• YOUR INSTRUCTIONS
Where a line of the records contains the word "blossom", show that line.

• PROVIDED INFORMATION

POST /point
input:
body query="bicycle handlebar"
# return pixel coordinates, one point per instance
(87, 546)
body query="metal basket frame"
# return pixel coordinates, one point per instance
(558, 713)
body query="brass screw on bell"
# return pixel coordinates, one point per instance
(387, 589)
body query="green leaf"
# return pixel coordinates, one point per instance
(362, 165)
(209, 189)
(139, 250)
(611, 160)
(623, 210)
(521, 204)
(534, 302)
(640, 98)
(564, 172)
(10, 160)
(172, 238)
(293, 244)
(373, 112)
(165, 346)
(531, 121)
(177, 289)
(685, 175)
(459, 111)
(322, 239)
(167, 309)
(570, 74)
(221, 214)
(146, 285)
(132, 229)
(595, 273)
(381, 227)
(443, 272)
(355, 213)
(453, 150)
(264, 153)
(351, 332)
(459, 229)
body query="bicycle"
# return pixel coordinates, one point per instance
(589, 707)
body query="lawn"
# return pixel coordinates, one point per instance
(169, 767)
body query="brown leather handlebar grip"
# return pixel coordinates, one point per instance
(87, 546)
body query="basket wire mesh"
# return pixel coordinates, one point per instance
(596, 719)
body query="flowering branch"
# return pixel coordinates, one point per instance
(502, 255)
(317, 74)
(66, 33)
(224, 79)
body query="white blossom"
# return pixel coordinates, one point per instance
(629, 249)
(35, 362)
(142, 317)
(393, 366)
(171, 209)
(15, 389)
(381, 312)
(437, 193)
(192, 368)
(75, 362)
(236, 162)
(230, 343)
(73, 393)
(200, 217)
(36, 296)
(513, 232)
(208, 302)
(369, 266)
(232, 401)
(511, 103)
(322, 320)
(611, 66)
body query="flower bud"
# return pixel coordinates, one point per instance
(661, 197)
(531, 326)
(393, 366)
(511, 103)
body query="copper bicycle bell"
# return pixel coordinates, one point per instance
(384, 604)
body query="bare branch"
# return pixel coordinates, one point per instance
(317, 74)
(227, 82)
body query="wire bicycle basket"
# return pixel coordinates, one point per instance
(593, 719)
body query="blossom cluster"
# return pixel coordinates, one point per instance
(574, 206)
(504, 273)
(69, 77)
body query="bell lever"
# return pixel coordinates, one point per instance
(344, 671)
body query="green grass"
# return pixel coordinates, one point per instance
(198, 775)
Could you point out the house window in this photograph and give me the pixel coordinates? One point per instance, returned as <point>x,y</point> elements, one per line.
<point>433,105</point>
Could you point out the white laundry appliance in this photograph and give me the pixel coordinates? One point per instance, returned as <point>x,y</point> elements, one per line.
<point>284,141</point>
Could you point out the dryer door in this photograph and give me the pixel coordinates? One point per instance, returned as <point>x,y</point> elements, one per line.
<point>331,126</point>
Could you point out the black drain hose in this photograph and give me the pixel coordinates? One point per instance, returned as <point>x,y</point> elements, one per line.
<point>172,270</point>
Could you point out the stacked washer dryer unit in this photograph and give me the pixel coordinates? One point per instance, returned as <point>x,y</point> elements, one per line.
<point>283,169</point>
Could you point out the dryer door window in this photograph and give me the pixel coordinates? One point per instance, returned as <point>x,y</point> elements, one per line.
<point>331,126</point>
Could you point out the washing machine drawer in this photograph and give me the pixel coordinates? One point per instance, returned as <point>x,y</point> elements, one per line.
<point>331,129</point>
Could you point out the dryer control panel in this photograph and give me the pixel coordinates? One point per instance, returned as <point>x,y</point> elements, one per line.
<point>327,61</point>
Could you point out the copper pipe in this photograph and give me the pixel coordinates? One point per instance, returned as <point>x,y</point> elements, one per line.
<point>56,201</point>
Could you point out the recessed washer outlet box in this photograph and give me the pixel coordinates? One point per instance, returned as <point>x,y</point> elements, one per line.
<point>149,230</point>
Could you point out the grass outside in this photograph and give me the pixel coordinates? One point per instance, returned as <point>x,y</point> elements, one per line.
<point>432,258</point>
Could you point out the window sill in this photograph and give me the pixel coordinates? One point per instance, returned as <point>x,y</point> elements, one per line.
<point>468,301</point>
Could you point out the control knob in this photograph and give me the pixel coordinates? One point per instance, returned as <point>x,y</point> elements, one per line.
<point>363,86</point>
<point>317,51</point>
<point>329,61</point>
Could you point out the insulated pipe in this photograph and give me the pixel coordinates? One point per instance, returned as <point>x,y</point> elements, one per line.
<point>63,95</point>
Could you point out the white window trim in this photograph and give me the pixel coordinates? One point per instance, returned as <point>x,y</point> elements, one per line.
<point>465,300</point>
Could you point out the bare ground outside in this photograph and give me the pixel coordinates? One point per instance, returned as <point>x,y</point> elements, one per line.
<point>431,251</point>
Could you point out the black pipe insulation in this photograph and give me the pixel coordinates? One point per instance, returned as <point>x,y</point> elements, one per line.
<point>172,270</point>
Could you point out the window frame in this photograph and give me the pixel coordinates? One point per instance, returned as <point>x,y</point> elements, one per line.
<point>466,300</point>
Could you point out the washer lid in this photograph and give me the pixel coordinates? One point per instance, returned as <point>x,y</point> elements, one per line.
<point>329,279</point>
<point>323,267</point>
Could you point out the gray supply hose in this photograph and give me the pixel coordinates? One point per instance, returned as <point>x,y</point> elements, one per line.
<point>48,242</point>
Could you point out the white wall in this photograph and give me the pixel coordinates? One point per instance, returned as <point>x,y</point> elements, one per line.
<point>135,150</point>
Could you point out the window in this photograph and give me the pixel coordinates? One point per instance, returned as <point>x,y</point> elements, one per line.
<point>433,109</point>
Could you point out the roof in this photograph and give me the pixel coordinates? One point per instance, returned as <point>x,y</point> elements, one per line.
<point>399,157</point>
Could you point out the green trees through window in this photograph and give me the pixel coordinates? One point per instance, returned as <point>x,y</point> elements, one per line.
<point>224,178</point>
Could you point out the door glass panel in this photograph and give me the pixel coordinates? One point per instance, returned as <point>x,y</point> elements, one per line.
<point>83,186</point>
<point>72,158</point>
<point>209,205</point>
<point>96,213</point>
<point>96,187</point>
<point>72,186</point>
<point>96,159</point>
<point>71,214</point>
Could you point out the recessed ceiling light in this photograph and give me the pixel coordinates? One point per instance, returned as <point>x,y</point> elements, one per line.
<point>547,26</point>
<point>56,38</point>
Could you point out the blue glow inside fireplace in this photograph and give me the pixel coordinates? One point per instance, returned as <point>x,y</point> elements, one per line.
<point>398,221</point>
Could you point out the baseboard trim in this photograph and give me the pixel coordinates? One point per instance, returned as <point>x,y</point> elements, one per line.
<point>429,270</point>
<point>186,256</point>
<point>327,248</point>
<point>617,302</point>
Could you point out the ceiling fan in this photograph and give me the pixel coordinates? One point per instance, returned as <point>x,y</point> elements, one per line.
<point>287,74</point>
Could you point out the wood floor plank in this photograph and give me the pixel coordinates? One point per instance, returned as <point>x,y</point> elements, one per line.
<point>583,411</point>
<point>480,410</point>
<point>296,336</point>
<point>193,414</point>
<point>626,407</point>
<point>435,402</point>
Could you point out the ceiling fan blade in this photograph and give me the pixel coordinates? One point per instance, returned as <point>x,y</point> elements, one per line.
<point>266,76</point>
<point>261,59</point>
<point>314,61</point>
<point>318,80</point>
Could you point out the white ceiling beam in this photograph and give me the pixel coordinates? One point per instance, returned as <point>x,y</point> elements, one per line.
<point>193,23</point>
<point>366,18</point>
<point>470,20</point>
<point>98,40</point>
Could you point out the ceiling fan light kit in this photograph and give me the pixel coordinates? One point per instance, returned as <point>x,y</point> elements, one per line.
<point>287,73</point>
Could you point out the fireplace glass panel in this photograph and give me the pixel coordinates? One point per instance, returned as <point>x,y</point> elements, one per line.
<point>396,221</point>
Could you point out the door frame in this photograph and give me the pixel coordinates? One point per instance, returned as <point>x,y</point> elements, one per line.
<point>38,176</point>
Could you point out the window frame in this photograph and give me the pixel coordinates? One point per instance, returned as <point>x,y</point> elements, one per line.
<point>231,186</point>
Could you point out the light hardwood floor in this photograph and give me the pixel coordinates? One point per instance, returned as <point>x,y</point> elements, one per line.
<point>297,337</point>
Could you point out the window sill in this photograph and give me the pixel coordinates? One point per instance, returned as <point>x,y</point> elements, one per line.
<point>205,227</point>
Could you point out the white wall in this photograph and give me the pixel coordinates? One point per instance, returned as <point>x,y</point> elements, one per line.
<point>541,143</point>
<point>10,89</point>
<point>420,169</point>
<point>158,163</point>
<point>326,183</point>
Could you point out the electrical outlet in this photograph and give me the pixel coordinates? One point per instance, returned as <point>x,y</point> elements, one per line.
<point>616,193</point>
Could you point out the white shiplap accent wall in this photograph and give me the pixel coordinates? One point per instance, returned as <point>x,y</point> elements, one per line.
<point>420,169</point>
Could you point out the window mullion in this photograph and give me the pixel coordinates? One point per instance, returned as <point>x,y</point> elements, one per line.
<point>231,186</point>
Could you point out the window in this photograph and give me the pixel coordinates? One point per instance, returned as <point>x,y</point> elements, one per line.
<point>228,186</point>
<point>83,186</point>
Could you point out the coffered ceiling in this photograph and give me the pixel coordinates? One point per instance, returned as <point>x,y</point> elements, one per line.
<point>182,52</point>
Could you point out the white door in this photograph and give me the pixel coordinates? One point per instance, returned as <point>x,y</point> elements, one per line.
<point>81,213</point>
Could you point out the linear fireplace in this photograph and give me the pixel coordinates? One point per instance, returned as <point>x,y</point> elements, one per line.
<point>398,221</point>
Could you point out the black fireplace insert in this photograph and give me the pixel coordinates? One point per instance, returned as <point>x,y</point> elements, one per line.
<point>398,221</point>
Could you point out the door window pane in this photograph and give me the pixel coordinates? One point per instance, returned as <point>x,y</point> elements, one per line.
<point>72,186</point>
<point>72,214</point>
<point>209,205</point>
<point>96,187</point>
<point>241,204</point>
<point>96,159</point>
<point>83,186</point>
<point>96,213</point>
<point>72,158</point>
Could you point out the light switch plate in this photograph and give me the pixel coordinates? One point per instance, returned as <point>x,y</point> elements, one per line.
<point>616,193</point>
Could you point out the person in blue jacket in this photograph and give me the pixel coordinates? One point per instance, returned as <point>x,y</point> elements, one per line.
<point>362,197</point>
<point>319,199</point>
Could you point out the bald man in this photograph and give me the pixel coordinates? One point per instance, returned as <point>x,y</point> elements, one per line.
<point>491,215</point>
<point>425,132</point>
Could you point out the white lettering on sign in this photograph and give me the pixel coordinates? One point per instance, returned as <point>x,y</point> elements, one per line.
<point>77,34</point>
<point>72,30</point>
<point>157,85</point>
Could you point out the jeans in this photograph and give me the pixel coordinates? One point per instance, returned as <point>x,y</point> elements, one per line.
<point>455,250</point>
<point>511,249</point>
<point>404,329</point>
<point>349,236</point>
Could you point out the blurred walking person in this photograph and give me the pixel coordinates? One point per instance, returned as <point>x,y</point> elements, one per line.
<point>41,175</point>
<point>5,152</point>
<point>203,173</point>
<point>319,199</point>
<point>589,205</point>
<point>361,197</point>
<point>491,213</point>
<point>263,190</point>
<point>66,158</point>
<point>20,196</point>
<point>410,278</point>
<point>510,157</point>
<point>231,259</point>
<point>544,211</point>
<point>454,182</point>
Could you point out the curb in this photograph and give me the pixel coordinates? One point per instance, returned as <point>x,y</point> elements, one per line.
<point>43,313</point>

• REPLY
body query="white blossom"
body query="blossom cluster"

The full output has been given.